> Liste des consignes
1. Selon l'article sur Guillaume Nicloux, quel premier long métrage l'a fait connaître au cinéma en 1990 ?
2. Recopiez à l'identique le passage de l'article sur Guillaume Nicloux qui va de "Guillaume Nicloux : Oui." jusqu'à "avec Lon Chaney.".

> Texte fourni
Guillaume Nicloux enferme hommes, femmes et enfants dans un immeuble sans issue afin de mieux les confronter à toutes les peurs et violences contemporaines. Et il s’en donne à cœur joie pour faire ressortir ce que la nature humaine a de plus noir. La tour sort en salles ce 8 février.

Angèle Mac dans La tour

Angèle Mac

Guillaume Nicloux

Réalisateur, scénariste et romancier, Guillaume Nicloux a connu ses premiers émois de cinéphile avec le fantastique. Si ce genre est souvent présent dans son œuvre plus ou moins subtilement, La tour est cependant sa première incursion dans le domaine de l’horreur. Le cinéaste s’est fait connaître au cinéma en 1990 avec son premier long métrage, Les enfants volants. Il navigue depuis entre le cinéma expérimental, les films noirs et des projets plus introspectifs. Ses titres les plus connus sont Le Poulpe (1998), Cette femme-là (2003), Le concile de pierre (2006), La clef (2007), La religieuse (2013), L’enlèvement de Michel Houellebecq (2014) ou encore Les confins du monde (2018) avec son acteur fétiche, Gérard Depardieu, et celui qu’il appelait son “fils de cinéma”, le regretté Gaspard Ulliel. Ce dernier tenait le rôle principal de la minisérie fantastique de Guillaume Nicloux, Il était une seconde fois.

Enfant, vous lisiez notre magazine.

Guillaume Nicloux, réalisateur de La tour

Guillaume Nicloux

Guillaume Nicloux : Oui. Mon père était passionné de cinéma et de littérature. J’ai donc baigné très tôt dans cette exploration complètement hallucinée pour un gamin de 8 ans. Mon père avait tous les premiers exemplaires de L’Ecran fantastique. Je me rappelle du rat géant en couverture. Le cinéma fantastique est le déclencheur. Ce sont mes premiers fantasmes cinéphiliques. Après j’ai été cloué, crucifié au Festival du film fantastique où je voyais trois films d’affilée. Je découvrais des trucs complètement fous dans une dimension qui n’a plus rien à voir avec Le cinéma de minuit et les Tod Browning avec Lon Chaney.

> Données fournies
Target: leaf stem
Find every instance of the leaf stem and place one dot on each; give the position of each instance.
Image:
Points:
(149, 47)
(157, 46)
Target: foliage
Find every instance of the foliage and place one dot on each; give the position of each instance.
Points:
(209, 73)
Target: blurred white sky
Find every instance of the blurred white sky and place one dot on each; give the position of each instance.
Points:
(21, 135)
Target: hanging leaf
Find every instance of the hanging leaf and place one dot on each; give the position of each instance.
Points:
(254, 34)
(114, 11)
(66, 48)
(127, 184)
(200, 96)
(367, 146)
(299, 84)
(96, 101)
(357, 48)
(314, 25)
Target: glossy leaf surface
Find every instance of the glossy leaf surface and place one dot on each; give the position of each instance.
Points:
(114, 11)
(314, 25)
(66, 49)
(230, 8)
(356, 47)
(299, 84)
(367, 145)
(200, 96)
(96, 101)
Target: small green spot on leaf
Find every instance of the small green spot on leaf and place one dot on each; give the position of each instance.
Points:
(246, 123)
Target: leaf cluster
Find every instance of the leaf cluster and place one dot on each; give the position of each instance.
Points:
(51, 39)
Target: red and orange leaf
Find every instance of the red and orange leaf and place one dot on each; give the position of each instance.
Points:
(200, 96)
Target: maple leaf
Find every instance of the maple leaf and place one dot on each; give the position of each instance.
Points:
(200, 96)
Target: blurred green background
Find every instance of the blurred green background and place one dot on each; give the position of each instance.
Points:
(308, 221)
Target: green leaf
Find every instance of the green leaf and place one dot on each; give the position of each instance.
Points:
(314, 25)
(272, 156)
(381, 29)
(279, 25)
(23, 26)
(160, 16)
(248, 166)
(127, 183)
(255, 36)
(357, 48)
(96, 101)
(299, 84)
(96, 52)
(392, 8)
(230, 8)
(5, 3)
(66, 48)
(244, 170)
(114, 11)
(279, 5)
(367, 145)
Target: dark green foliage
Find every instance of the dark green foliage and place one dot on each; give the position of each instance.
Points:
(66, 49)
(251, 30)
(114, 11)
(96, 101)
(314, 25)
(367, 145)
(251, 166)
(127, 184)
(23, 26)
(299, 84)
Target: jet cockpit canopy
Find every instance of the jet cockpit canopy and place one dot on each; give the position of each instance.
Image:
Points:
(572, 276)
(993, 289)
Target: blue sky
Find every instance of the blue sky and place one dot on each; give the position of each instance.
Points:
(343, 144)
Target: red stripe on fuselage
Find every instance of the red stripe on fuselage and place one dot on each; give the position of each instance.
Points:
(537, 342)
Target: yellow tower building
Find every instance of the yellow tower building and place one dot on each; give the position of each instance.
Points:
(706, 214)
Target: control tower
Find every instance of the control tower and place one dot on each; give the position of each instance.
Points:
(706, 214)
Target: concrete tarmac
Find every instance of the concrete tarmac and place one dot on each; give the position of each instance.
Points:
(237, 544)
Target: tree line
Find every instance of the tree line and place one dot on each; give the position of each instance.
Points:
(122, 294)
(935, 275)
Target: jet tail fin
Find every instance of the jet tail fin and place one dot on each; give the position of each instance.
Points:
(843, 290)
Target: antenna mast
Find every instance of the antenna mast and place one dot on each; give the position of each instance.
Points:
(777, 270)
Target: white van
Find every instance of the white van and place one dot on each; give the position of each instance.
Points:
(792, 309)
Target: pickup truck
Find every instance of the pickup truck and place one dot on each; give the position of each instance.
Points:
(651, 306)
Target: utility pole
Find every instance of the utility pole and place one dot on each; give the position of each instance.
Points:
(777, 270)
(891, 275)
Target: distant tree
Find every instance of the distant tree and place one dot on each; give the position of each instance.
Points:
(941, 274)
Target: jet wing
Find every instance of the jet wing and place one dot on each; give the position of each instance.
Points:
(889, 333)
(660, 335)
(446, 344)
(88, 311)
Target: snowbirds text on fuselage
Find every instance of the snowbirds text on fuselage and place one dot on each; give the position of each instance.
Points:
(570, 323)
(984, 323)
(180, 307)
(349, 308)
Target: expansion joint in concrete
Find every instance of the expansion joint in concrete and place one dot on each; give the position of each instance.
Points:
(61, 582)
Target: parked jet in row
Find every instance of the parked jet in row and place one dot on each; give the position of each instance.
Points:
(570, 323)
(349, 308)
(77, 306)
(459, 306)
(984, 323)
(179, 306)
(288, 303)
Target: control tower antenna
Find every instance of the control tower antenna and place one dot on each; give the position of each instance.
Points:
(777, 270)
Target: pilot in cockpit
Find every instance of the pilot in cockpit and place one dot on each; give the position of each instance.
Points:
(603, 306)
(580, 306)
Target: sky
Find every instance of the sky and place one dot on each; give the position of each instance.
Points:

> Corrigé de l'exercice
1. Les enfants volants.

2.
Guillaume Nicloux : Oui. Mon père était passionné de cinéma et de littérature. J’ai donc baigné très tôt dans cette exploration complètement hallucinée pour un gamin de 8 ans. Mon père avait tous les premiers exemplaires de L’Ecran fantastique. Je me rappelle du rat géant en couverture. Le cinéma fantastique est le déclencheur. Ce sont mes premiers fantasmes cinéphiliques. Après j’ai été cloué, crucifié au Festival du film fantastique où je voyais trois films d’affilée. Je découvrais des trucs complètement fous dans une dimension qui n’a plus rien à voir avec Le cinéma de minuit et les Tod Browning avec Lon Chaney.